Reading passage:
I am working with an Irish software company whose product is aimed at a global market but primarily the US. We are revamping our website and moving from its current shared hosting in the US to a VPS hosted in Ireland. Will this have a negative impact on our Google ranking for US users, in comparison to having it physically hosted in the US? [FONT="]If so, how significant a factor is the hosting location in the context of all the other factors Google takes into account? [/FONT]We have a .com domain btw.
Hi Frank - I'm with Blacknight on this first bit. Irish hosting is pretty solid, reliable and with a lot of customer focus. Some clients host in the US because of their web developer and it's just not the same. If it helps, we take clients from Irish targeting to International audiences without the need to move hosting from Ireland. In most cases, these sites either have ccTLD or a .com with the GL set but very few are country spanning.

Information supplied:
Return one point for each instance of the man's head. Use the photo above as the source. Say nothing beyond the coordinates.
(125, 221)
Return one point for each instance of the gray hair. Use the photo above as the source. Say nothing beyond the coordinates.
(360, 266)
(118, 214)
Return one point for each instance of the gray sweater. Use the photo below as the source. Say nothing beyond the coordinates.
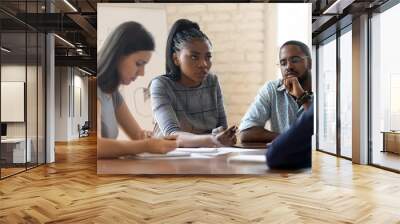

Directives:
(1) List the qualities that the reply in the forum exchange on website hosting location attributes to Irish hosting.
(2) Extend the forum exchange on whether hosting a website in Ireland affects its Google ranking for US users, beginning after its final sentence.

Exercise responses:
(1)
Pretty solid
Reliable
With a lot of customer focus

(2)
I know we can use the Google webmaster tools to set the geographic location to the US, but will that affect our ranking in other countries such as Australia? If we set the geographic location to unlisted, will Google then rank us lower for searches in the US by virtue of us having an Irish IP address?
This is a different - and important question - to the one you raised. If you set the Geo Target to the US then you could cause yourself some issues and its going to be difficult to backtrack. Some points of logic that may help:
1. Google may continue to consider your site as US (and/or other countries) orientated regardless of the move (may)
2. When Google guesses where your site is from and you override it - it may accept it, override it or worse - show for neither
3. Google may decide to switch your site on move
4. GL setting tends to be one country
So just beware that if you set it , you may lose some, you may not, you may be able to go back, you may not. It's entirely different if your site was in Ireland, you moved to the USA and then moved back
The problem is this - if you have an old site (pre-single geo-target designation) then it may span 2 or more countries. Often you might see an Irish site rank in "pages from Ireland" and also in "Pages from the UK", most likely when they have a presence, links and traffic from both. This is generally how Google does it.
Having a site being seen as from that geo-location obviously helps as they get a priority over external ones - unless they have huge authority.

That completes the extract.